**ACTIVITY A**
Rewrite the part of the NFS article below, starting with "NFS Might Be" and going on through "still are today.", swapping "hard drives" for "spinning disks".

**EXERCISE PASSAGE**
NFS Might Be the Only Foundation for Exascale

SPONSORED If you’ve been living in a world of heavy-duty parallel file systems and scale-out NAS, chances are good you have been there for a while. Decades, perhaps. Back in those far-flung days when scalability meant making trade-offs, when the network was the bottleneck rather than storage, and hard drives were the (sometimes) steady workhorses they still are today.

And why bother looking beyond this vista after years of investment in Lustre or GPFS/Spectrum Scale and an HDD or even hybrid flash arrangement? It works, after all, you say; flash is too expensive and layering another parallel file system into the mix would create more complications than it would solve at this point.

Here’s why organizations, especially with rapid scalability concerns, are gazing beyond the well-known pastures of traditional NAS (i.e. NetApp, Isilon).

But here is the funny part about this: all of the tried and true, familiar technologies backing that stable of storage resources are being upended by one technology that has been around just as long: NFS. That’s right, the network file system, which you already know is not a file system at all, but a protocol used to build all the fancy scale-out NAS installations that don’t actually scale beyond certain limits.

If you stopped paying attention to NFS when you switched to a parallel file system, you might have missed some important additions. The biggest is that it is no longer impossible to talk to multiple machines. RDMA support is now built in. And that whole east/west traffic nightmare with endless updates has been resolved.

When you take these innovations, pull it together from a single namespace over a monolithic pool of flash, the possibilities of NFS grow exponentially. In fact, this kind of approach might be the only thing to usher in the era of AI training at any scale in addition to supporting companies and centers building big HPC systems. We’ll get to how this all comes together and what extra layers are required to do this at 500PB scale in a moment.

The last time many HPC and large enterprise shops shook things up in terms of storage architecture was during the rush to keep pushing data and compute together. The network was the bottleneck. At that time, HDDs were the norm and although densities went up at a regular cadence they could never keep pace with network capabilities. Many of the parallel file systems in use had their heyday with 1GB/sec networking. It’s now 400GB/sec — a 400x improvement — while HDD versus SSD might be 30x. In other words, in the midst of this transition the cracks in this data colocation strategy started to show.

**RECORDS FOR THE EXERCISE**
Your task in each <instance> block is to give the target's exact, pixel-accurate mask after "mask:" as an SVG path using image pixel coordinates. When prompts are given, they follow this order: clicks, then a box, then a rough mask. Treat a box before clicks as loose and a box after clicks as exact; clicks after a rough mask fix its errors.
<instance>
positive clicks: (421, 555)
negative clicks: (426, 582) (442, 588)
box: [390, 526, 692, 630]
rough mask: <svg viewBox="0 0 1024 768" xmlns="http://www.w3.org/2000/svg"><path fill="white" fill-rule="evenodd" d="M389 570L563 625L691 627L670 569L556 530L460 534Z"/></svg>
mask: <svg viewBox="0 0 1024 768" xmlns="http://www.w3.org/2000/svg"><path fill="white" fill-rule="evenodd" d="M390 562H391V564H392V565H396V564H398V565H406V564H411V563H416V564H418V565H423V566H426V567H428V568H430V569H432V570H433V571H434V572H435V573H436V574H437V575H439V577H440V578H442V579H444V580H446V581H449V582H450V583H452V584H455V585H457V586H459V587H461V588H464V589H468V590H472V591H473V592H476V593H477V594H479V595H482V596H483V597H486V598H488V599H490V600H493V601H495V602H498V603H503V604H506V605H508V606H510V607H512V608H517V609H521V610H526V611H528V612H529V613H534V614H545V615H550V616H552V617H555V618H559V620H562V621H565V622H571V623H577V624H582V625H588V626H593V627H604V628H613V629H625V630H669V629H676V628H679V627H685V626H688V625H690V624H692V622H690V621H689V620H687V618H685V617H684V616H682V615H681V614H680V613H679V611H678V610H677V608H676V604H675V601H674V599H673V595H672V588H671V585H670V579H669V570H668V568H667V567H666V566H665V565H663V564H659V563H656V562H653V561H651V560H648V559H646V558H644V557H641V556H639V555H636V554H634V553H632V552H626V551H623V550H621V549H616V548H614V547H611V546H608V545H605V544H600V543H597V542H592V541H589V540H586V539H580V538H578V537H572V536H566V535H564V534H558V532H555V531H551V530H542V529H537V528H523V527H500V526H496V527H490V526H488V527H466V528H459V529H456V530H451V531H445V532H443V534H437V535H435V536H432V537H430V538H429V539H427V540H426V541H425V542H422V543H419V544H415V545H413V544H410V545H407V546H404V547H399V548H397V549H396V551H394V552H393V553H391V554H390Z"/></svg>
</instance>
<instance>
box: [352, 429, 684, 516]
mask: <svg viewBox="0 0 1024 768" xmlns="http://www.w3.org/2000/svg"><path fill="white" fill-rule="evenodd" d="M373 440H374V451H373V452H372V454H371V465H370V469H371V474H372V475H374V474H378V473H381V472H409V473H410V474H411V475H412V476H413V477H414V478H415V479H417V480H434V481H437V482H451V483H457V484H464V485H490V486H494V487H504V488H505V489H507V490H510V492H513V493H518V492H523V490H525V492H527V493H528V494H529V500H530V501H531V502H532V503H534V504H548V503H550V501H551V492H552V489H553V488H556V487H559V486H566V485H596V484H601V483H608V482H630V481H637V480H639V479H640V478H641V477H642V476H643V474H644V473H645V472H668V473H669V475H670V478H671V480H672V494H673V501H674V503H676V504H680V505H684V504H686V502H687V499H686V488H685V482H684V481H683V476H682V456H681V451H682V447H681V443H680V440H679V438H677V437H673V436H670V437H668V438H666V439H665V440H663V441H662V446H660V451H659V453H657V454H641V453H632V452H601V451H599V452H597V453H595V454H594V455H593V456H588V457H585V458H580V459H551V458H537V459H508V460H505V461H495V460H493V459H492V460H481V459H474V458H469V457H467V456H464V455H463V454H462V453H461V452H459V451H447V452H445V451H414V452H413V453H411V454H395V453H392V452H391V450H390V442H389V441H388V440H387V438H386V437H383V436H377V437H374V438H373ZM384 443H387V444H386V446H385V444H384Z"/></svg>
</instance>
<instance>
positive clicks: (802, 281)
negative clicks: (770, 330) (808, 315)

**ACTIVITY B**
Give the entries above as a numbered list with blank lines left out, starting with their first line and going on through the line with "box: [390, 526, 692, 630]".

**EXPECTED OUTPUT A**
NFS Might Be the Only Foundation for Exascale

SPONSORED If you’ve been living in a world of heavy-duty parallel file systems and scale-out NAS, chances are good you have been there for a while. Decades, perhaps. Back in those far-flung days when scalability meant making trade-offs, when the network was the bottleneck rather than storage, and spinning disks were the (sometimes) steady workhorses they still are today.

**EXPECTED OUTPUT B**
1. Your task in each <instance> block is to give the target's exact, pixel-accurate mask after "mask:" as an SVG path using image pixel coordinates. When prompts are given, they follow this order: clicks, then a box, then a rough mask. Treat a box before clicks as loose and a box after clicks as exact; clicks after a rough mask fix its errors.
2. <instance>
3. positive clicks: (421, 555)
4. negative clicks: (426, 582) (442, 588)
5. box: [390, 526, 692, 630]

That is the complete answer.